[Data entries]
- - - - -
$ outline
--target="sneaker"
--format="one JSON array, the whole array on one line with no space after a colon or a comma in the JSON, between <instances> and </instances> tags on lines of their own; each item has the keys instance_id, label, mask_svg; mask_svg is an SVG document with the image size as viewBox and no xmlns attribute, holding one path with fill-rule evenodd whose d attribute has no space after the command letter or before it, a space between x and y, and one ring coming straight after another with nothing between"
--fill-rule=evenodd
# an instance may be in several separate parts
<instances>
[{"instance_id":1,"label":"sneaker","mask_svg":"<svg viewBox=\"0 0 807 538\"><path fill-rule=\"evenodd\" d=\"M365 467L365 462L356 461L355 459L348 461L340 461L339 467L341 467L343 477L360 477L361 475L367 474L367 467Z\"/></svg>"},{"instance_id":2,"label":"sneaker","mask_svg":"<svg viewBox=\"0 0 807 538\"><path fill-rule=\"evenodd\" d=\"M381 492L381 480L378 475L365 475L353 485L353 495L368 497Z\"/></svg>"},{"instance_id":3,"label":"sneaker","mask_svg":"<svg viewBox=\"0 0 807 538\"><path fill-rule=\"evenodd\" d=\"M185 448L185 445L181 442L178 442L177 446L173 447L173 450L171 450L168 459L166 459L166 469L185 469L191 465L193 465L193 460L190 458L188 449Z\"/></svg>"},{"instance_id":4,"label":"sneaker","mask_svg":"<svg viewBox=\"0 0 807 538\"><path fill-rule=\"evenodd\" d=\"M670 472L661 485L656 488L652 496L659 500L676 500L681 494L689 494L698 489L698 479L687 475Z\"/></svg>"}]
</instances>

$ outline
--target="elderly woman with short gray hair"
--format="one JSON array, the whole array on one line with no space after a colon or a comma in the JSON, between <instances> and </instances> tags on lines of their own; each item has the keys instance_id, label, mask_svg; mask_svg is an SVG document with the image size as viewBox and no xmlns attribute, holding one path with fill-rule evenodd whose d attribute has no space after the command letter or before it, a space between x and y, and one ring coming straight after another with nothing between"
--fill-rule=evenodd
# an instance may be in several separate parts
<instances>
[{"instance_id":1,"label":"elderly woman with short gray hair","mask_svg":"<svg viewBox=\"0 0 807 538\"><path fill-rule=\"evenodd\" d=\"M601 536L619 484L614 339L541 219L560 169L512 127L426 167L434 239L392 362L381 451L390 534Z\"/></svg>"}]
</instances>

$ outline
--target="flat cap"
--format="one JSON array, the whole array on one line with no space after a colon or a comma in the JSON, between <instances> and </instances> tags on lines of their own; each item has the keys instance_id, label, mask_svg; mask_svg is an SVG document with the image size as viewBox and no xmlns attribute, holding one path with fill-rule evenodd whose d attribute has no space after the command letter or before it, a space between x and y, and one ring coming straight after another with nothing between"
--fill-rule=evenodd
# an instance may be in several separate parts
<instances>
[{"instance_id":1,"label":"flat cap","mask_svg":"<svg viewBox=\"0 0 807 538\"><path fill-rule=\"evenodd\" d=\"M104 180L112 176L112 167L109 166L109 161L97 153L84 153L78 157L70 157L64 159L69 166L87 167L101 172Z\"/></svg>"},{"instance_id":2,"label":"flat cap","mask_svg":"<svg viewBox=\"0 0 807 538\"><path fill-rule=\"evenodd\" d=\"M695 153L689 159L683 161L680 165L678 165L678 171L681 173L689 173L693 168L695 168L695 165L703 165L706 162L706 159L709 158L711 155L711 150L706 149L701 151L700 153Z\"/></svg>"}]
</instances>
- - - - -
- **WRITTEN PROBLEM**: Output the entries verbatim.

- **WRITTEN ANSWER**:
$ outline
--target="sneaker"
--format="one JSON array, the whole array on one line with no space after a colon or a comma in the JSON, between <instances> and </instances> tags on lines of their own; each item has the keys instance_id, label, mask_svg; mask_svg is an SVG document with the image size as viewBox and no xmlns attribute, holding one path with fill-rule evenodd whose d attribute has no space after the command letter or before it, a space between x and y, and one ring coming straight after another with nothing between"
--fill-rule=evenodd
# an instance may be in several separate parts
<instances>
[{"instance_id":1,"label":"sneaker","mask_svg":"<svg viewBox=\"0 0 807 538\"><path fill-rule=\"evenodd\" d=\"M365 467L365 462L356 461L355 459L348 461L340 461L339 467L341 467L343 477L360 477L361 475L367 474L367 467Z\"/></svg>"},{"instance_id":2,"label":"sneaker","mask_svg":"<svg viewBox=\"0 0 807 538\"><path fill-rule=\"evenodd\" d=\"M381 492L381 480L378 475L365 475L353 485L353 495L368 497Z\"/></svg>"},{"instance_id":3,"label":"sneaker","mask_svg":"<svg viewBox=\"0 0 807 538\"><path fill-rule=\"evenodd\" d=\"M185 448L185 445L181 442L178 442L177 446L173 447L173 450L171 450L168 459L166 459L166 469L185 469L191 465L193 465L193 460L190 458L188 449Z\"/></svg>"},{"instance_id":4,"label":"sneaker","mask_svg":"<svg viewBox=\"0 0 807 538\"><path fill-rule=\"evenodd\" d=\"M670 472L661 485L656 488L652 496L659 500L676 500L681 494L689 494L698 489L698 479L687 475Z\"/></svg>"}]
</instances>

$ outline
--target="elderly woman with short gray hair"
--format="one JSON array, the whole array on one line with no space after a colon or a comma in the JSON, between <instances> and </instances> tags on lines of their own; each item has the keys instance_id, label, mask_svg; mask_svg is an SVG document with the image size as viewBox and no xmlns attribute, holding one path with fill-rule evenodd whose d attribute has no space after the command letter or before it, a space between x and y, and one ring coming straight after another with nothing between"
--fill-rule=evenodd
# an instance may be in several separate parts
<instances>
[{"instance_id":1,"label":"elderly woman with short gray hair","mask_svg":"<svg viewBox=\"0 0 807 538\"><path fill-rule=\"evenodd\" d=\"M601 536L619 484L614 339L541 219L560 169L512 127L426 167L434 239L392 362L381 451L390 534Z\"/></svg>"}]
</instances>

$ outline
--target="flat cap"
--format="one JSON array, the whole array on one line with no space after a colon or a comma in the JSON, between <instances> and </instances> tags on lines of their own; each item has the keys instance_id, label, mask_svg; mask_svg is an SVG document with the image size as viewBox and no xmlns attribute, holding one path with fill-rule evenodd whose d attribute has no space after the command letter or before it, a space between x and y, and one ring coming straight after another with nothing between"
--fill-rule=evenodd
# an instance may be in several separate parts
<instances>
[{"instance_id":1,"label":"flat cap","mask_svg":"<svg viewBox=\"0 0 807 538\"><path fill-rule=\"evenodd\" d=\"M104 180L112 176L112 167L109 166L109 161L97 153L84 153L78 157L70 157L64 159L69 166L87 167L101 172Z\"/></svg>"},{"instance_id":2,"label":"flat cap","mask_svg":"<svg viewBox=\"0 0 807 538\"><path fill-rule=\"evenodd\" d=\"M695 153L689 159L683 161L680 165L678 165L678 171L681 173L689 173L693 168L695 168L695 165L703 165L706 162L706 159L709 158L711 155L711 150L706 149L701 151L700 153Z\"/></svg>"}]
</instances>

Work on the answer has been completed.